### Exercise
Repeat the data in full. Every line must match.

### Supplied material
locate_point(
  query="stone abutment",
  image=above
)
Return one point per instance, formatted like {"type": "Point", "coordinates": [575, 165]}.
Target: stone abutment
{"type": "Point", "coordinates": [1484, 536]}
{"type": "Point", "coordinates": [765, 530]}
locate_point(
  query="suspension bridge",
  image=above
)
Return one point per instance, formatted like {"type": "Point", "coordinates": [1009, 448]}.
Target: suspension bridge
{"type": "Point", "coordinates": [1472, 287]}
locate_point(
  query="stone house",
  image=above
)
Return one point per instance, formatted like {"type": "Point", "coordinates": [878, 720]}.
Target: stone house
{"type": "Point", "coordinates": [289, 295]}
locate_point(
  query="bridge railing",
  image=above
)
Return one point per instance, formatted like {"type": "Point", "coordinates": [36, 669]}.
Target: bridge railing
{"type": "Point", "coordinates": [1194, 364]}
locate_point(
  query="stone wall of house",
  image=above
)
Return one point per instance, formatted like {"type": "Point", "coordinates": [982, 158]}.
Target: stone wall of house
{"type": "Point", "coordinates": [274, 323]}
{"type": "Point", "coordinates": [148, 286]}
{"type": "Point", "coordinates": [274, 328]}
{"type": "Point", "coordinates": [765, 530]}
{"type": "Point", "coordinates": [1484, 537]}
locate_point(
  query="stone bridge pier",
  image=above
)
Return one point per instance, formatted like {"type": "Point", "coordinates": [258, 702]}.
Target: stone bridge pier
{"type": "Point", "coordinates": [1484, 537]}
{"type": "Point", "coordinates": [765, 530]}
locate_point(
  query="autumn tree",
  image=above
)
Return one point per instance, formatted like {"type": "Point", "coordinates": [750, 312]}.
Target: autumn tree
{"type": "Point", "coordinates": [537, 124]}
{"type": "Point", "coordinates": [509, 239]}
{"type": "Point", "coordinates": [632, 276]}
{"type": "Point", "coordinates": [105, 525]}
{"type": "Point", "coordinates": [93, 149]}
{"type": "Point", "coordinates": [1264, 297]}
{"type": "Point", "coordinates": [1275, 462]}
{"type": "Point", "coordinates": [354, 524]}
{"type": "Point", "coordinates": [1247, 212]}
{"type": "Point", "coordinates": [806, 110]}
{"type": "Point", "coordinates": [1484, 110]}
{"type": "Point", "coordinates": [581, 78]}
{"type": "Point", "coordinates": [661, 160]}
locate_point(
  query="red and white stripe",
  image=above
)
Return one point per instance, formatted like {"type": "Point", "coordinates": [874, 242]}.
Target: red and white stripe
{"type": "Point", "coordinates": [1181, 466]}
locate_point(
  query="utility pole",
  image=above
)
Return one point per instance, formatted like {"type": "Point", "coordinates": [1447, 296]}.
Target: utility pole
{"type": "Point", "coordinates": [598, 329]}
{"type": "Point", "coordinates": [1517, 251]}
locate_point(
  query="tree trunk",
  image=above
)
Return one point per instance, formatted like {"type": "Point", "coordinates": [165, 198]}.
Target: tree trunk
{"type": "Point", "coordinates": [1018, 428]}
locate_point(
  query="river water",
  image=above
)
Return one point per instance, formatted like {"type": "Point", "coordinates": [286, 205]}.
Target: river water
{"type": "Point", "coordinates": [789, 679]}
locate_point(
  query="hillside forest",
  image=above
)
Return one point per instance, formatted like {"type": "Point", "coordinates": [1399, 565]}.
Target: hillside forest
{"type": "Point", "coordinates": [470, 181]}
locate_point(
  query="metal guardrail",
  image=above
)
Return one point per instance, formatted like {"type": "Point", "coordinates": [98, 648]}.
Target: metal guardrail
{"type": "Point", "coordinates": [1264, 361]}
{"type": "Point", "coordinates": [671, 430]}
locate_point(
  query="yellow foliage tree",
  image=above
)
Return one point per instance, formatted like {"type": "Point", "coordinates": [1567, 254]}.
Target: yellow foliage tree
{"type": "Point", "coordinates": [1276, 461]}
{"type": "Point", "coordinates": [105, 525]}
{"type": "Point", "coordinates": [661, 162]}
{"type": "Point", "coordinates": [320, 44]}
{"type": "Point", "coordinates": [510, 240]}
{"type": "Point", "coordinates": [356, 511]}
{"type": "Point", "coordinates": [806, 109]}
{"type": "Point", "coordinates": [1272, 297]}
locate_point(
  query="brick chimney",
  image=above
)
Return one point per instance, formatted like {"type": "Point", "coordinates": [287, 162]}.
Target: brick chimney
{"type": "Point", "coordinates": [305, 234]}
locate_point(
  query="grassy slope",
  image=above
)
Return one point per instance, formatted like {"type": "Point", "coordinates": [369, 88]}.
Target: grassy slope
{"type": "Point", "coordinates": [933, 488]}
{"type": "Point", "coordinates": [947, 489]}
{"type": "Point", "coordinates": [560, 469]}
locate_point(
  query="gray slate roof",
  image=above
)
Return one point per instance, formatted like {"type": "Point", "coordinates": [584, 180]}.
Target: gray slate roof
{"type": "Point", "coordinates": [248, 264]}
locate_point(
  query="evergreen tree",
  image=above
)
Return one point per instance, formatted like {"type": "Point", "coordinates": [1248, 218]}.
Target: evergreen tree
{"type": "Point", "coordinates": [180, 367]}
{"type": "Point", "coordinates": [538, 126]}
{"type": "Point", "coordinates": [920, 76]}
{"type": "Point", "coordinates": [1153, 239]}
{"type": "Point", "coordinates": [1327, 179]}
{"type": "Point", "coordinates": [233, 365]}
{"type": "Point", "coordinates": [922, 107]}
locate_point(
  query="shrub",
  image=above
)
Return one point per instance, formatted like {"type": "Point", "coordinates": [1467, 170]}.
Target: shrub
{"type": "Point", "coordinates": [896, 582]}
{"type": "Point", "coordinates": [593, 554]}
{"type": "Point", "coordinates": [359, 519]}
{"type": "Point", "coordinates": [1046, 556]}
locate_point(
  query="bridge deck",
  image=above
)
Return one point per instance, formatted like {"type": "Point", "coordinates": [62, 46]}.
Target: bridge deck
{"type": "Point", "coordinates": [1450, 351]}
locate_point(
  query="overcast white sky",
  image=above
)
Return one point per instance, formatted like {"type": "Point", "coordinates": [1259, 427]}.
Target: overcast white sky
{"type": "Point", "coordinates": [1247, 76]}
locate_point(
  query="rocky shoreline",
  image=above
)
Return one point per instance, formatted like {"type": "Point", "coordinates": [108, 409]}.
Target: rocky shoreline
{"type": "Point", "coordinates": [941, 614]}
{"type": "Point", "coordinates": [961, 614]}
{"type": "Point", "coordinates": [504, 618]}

### Task response
locate_point(
  query="stone abutment",
  image=above
)
Return one point per instance, formatted like {"type": "Point", "coordinates": [575, 165]}.
Target: stone abutment
{"type": "Point", "coordinates": [1484, 536]}
{"type": "Point", "coordinates": [765, 530]}
locate_point(
  query="suspension bridge",
  image=above
)
Return one point per instance, formatted like {"type": "Point", "coordinates": [1009, 448]}.
Target: suspension bridge
{"type": "Point", "coordinates": [1472, 287]}
locate_point(
  query="stone house",
  image=above
)
Return one point per instance, formatted like {"type": "Point", "coordinates": [878, 720]}.
Target: stone house
{"type": "Point", "coordinates": [289, 295]}
locate_point(
  query="bridge railing",
  image=above
)
Return one point per instance, formatted like {"type": "Point", "coordinates": [36, 669]}.
Target: bridge railing
{"type": "Point", "coordinates": [1194, 364]}
locate_point(
  query="stone wall of house",
  image=above
)
Return one point per instance, formatted like {"type": "Point", "coordinates": [982, 158]}.
Target: stone wall of house
{"type": "Point", "coordinates": [274, 323]}
{"type": "Point", "coordinates": [148, 286]}
{"type": "Point", "coordinates": [274, 328]}
{"type": "Point", "coordinates": [765, 530]}
{"type": "Point", "coordinates": [1484, 537]}
locate_point(
  query="stone bridge pier",
  image=above
)
Return one point per instance, formatted like {"type": "Point", "coordinates": [258, 702]}.
Target: stone bridge pier
{"type": "Point", "coordinates": [1484, 537]}
{"type": "Point", "coordinates": [765, 530]}
locate_point(
  query="autumn tree",
  image=above
)
Return one point per instance, formatted like {"type": "Point", "coordinates": [750, 312]}.
Target: autumn tree
{"type": "Point", "coordinates": [537, 124]}
{"type": "Point", "coordinates": [509, 239]}
{"type": "Point", "coordinates": [632, 276]}
{"type": "Point", "coordinates": [105, 525]}
{"type": "Point", "coordinates": [93, 149]}
{"type": "Point", "coordinates": [1264, 297]}
{"type": "Point", "coordinates": [1275, 462]}
{"type": "Point", "coordinates": [354, 524]}
{"type": "Point", "coordinates": [1247, 212]}
{"type": "Point", "coordinates": [806, 110]}
{"type": "Point", "coordinates": [1484, 110]}
{"type": "Point", "coordinates": [581, 78]}
{"type": "Point", "coordinates": [661, 160]}
locate_point(
  query="red and white stripe",
  image=above
)
Return one point per instance, formatted like {"type": "Point", "coordinates": [874, 242]}.
Target: red and white stripe
{"type": "Point", "coordinates": [1181, 466]}
locate_point(
  query="utility pole",
  image=above
)
Return one point per instance, formatted like {"type": "Point", "coordinates": [1447, 296]}.
Target: utility pole
{"type": "Point", "coordinates": [598, 329]}
{"type": "Point", "coordinates": [1517, 251]}
locate_point(
  query="tree trunk",
  image=above
)
Return one point per instance, formatted like {"type": "Point", "coordinates": [165, 198]}.
Target: tree trunk
{"type": "Point", "coordinates": [1018, 428]}
locate_point(
  query="river water",
  image=above
)
Return one point per instance, formatted like {"type": "Point", "coordinates": [286, 205]}.
Target: river water
{"type": "Point", "coordinates": [789, 679]}
locate_point(
  query="hillside forest",
  image=above
)
Return one point per instance, formatted like {"type": "Point", "coordinates": [1399, 565]}.
Target: hillside forest
{"type": "Point", "coordinates": [470, 181]}
locate_point(
  query="metal guardrail",
  image=above
)
Return one point per instance, formatted like {"type": "Point", "coordinates": [98, 648]}.
Target: metal guardrail
{"type": "Point", "coordinates": [1264, 361]}
{"type": "Point", "coordinates": [671, 430]}
locate_point(
  query="yellow foliage tree",
  image=above
)
Return one point per instance, formatted like {"type": "Point", "coordinates": [1567, 254]}.
Target: yellow foliage tree
{"type": "Point", "coordinates": [1276, 461]}
{"type": "Point", "coordinates": [105, 525]}
{"type": "Point", "coordinates": [661, 162]}
{"type": "Point", "coordinates": [320, 44]}
{"type": "Point", "coordinates": [510, 240]}
{"type": "Point", "coordinates": [356, 511]}
{"type": "Point", "coordinates": [806, 109]}
{"type": "Point", "coordinates": [1272, 297]}
locate_point(
  query="brick chimney",
  image=above
)
Return one point per instance, formatted like {"type": "Point", "coordinates": [287, 162]}.
Target: brick chimney
{"type": "Point", "coordinates": [305, 234]}
locate_point(
  query="grassy slope",
  image=above
)
Return one point per instance, formatted like {"type": "Point", "coordinates": [369, 88]}.
Target: grassy slope
{"type": "Point", "coordinates": [933, 488]}
{"type": "Point", "coordinates": [947, 489]}
{"type": "Point", "coordinates": [560, 469]}
locate_point(
  query="gray slate roof",
  image=above
)
Return one point per instance, formatted like {"type": "Point", "coordinates": [584, 180]}.
Target: gray slate roof
{"type": "Point", "coordinates": [248, 264]}
locate_point(
  query="evergreen tree",
  image=above
)
Return one point per instance, formatted like {"type": "Point", "coordinates": [1248, 218]}.
Target: evergreen tree
{"type": "Point", "coordinates": [180, 367]}
{"type": "Point", "coordinates": [538, 126]}
{"type": "Point", "coordinates": [920, 76]}
{"type": "Point", "coordinates": [1153, 239]}
{"type": "Point", "coordinates": [1327, 179]}
{"type": "Point", "coordinates": [233, 365]}
{"type": "Point", "coordinates": [922, 107]}
locate_point(
  query="shrub",
  image=above
)
Return one point per instance, formatted like {"type": "Point", "coordinates": [1467, 170]}.
Target: shrub
{"type": "Point", "coordinates": [896, 582]}
{"type": "Point", "coordinates": [593, 554]}
{"type": "Point", "coordinates": [359, 519]}
{"type": "Point", "coordinates": [1046, 556]}
locate_point(
  query="bridge deck",
  image=above
)
Return one point per instance, formatted like {"type": "Point", "coordinates": [62, 46]}.
Target: bridge deck
{"type": "Point", "coordinates": [1450, 351]}
locate_point(
  query="overcast white sky",
  image=above
)
Return one point per instance, formatted like {"type": "Point", "coordinates": [1259, 427]}.
Target: overcast white sky
{"type": "Point", "coordinates": [1247, 76]}
locate_point(
  query="rocky shoreline",
  image=above
)
Return one point per instance, formatted like {"type": "Point", "coordinates": [108, 409]}.
Target: rocky shoreline
{"type": "Point", "coordinates": [941, 614]}
{"type": "Point", "coordinates": [961, 614]}
{"type": "Point", "coordinates": [504, 618]}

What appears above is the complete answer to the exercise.